PROBLEM STATEMENT: Reproduce without any change the part of the items that opens with the line containing "segment the car door" and runs through the last line of the items.

ROWS:

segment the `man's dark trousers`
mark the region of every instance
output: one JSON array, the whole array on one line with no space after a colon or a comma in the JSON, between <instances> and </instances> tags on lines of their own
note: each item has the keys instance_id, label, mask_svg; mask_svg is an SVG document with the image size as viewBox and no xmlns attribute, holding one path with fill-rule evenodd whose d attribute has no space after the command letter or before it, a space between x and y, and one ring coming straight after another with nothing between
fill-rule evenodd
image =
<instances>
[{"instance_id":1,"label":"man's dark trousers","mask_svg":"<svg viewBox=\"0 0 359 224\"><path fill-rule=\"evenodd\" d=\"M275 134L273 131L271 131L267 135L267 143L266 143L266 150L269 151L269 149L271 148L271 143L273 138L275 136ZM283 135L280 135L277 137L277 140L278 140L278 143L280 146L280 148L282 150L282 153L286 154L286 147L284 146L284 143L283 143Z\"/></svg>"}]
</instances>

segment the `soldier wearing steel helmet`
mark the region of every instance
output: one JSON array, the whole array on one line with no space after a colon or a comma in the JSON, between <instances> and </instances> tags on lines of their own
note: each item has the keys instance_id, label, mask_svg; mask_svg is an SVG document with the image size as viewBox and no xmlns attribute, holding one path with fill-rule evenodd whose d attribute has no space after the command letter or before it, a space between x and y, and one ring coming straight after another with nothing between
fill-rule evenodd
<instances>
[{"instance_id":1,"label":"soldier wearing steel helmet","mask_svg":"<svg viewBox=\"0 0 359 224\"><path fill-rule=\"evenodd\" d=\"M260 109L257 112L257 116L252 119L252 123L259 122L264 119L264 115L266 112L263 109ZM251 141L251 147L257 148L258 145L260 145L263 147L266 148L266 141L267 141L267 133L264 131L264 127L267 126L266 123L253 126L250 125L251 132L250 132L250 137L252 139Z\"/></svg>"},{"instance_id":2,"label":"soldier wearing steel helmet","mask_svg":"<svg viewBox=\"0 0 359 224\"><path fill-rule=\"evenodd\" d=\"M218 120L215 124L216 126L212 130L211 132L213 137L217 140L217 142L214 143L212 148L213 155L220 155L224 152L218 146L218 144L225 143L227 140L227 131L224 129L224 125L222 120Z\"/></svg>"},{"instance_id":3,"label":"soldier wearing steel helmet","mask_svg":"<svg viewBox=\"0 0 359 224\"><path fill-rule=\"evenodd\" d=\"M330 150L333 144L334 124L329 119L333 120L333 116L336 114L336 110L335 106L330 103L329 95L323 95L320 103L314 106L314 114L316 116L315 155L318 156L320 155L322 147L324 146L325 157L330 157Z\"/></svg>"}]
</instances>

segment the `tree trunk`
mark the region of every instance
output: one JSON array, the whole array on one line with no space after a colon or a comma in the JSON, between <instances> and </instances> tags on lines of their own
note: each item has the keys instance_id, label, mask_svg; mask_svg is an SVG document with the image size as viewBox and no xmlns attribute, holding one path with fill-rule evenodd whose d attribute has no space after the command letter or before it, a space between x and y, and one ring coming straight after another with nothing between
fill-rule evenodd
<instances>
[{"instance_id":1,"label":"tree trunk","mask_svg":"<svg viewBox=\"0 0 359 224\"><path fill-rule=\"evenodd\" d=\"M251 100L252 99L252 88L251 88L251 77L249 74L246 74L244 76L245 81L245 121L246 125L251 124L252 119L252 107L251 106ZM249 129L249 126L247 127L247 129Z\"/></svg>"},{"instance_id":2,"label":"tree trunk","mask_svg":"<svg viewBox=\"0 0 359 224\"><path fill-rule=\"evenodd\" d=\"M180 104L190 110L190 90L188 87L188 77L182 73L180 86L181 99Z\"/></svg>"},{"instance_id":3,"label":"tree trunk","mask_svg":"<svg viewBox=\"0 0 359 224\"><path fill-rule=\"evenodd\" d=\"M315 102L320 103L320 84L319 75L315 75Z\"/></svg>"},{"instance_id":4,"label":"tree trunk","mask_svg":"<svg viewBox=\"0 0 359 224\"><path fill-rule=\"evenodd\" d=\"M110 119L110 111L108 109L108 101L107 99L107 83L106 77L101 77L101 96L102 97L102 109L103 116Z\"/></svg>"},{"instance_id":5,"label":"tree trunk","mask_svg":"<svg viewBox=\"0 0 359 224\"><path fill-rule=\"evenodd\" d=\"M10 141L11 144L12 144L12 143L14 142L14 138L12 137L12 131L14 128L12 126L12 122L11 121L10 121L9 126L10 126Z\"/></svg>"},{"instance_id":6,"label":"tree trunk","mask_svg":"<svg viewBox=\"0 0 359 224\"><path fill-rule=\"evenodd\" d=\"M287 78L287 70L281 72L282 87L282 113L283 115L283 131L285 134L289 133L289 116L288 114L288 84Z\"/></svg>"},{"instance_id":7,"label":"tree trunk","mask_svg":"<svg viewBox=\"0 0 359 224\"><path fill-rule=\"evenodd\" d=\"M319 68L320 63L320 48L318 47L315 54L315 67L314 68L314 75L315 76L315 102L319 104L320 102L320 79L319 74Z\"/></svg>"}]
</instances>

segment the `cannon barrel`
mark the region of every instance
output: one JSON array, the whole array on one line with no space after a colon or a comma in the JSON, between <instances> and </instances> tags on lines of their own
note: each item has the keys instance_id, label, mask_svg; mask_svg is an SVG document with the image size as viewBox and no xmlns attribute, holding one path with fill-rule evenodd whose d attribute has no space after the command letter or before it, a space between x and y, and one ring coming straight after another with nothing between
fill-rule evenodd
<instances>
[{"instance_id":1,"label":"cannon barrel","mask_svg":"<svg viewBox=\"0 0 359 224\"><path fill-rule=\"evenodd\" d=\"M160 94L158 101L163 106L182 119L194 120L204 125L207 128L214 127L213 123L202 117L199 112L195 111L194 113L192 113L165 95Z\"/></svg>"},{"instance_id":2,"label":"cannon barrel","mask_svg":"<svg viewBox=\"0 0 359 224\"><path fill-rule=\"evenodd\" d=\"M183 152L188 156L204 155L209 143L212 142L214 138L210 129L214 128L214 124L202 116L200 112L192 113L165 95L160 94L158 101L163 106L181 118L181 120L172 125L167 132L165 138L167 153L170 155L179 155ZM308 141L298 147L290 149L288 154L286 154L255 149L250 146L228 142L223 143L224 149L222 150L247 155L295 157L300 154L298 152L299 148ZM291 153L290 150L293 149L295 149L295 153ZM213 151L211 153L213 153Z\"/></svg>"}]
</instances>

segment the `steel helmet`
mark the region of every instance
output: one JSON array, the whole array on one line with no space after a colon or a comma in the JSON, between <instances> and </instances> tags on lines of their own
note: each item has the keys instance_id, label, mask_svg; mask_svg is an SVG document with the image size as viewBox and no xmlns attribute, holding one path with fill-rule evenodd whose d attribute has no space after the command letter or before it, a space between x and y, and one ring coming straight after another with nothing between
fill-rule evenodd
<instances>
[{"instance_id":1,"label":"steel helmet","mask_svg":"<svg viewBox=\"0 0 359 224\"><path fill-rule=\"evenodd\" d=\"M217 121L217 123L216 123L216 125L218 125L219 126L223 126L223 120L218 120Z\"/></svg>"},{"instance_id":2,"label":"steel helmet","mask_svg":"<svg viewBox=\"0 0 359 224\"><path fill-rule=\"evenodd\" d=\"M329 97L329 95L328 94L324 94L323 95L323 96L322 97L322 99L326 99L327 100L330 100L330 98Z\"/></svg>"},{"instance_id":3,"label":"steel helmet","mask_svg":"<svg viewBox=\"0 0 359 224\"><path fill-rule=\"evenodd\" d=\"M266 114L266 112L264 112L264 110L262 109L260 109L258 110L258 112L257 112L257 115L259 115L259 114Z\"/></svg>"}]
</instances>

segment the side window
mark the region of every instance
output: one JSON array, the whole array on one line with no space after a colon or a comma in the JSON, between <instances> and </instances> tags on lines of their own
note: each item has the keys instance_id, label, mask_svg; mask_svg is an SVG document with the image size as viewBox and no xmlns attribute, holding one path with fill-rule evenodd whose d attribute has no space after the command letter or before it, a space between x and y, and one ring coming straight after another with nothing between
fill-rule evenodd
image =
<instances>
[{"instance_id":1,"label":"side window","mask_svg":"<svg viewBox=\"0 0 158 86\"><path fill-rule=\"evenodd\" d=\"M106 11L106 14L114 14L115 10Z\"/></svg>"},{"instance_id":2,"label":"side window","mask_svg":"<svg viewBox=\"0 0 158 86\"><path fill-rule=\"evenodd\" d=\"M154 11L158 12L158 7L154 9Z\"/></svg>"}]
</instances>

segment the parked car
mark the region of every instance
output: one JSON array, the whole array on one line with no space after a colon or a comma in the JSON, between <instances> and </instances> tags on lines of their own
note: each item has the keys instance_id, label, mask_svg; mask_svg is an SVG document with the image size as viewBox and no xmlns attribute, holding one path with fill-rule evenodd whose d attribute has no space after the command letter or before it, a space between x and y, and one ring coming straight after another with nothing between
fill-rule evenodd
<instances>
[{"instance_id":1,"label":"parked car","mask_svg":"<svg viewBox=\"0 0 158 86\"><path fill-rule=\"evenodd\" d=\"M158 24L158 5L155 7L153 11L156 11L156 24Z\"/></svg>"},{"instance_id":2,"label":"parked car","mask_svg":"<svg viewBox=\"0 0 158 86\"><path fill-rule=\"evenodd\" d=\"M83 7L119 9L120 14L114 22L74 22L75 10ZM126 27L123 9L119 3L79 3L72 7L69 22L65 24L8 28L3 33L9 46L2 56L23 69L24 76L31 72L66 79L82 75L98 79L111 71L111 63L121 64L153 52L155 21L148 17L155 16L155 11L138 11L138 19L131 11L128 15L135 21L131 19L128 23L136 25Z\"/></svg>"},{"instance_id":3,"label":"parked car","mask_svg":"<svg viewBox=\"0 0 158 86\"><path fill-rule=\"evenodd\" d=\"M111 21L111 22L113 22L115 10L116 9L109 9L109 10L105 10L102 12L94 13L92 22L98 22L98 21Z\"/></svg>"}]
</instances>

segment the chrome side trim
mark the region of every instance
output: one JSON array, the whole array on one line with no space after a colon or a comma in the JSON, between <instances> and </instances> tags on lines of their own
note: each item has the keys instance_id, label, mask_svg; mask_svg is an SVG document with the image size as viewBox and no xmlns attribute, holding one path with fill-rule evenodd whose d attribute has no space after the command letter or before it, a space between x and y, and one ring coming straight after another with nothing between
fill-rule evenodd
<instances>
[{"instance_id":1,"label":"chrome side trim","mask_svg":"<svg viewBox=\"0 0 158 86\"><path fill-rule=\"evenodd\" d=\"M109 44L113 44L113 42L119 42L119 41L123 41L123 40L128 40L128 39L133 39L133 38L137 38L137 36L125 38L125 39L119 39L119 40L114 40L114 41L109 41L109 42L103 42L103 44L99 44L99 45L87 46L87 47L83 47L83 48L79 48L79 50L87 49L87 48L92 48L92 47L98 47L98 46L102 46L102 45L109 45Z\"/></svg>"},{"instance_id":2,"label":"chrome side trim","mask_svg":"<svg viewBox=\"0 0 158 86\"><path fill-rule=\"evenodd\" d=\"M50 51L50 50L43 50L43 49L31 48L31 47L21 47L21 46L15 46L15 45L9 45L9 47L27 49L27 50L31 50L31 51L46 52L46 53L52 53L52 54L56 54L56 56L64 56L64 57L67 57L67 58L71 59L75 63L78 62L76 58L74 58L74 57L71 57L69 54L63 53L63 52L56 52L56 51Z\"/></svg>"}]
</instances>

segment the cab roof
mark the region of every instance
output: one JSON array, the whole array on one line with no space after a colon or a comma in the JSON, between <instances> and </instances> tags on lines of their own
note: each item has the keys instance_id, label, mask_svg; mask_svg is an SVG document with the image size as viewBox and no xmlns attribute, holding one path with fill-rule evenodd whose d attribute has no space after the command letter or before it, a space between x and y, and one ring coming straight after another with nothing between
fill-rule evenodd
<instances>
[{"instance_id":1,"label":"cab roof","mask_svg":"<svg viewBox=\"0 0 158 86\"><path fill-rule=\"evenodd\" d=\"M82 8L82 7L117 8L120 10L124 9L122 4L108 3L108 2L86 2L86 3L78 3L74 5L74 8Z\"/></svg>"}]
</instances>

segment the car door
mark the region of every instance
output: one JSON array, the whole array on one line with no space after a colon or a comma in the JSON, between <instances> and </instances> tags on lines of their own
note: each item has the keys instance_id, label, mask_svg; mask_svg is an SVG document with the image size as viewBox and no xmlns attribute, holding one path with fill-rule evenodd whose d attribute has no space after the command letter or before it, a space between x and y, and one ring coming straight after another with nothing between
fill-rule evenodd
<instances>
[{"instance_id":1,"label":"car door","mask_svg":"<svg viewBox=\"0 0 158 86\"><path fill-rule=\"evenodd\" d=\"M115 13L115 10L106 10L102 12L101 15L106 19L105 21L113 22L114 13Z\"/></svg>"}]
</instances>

RESULT OF THE TASK:
segment the car door
mark the region of every instance
output: one JSON array, the whole array on one line with no space after a colon or a comma in the JSON, between <instances> and </instances> tags on lines of their own
note: each item has the keys instance_id, label, mask_svg; mask_svg is an SVG document with the image size as viewBox and no xmlns attribute, holding one path with fill-rule evenodd whose d attribute has no space after the command letter or before it, a space between x and y, and one ring coming straight after another with nothing between
fill-rule evenodd
<instances>
[{"instance_id":1,"label":"car door","mask_svg":"<svg viewBox=\"0 0 158 86\"><path fill-rule=\"evenodd\" d=\"M115 13L115 10L106 10L102 12L101 15L106 19L105 21L113 22L114 13Z\"/></svg>"}]
</instances>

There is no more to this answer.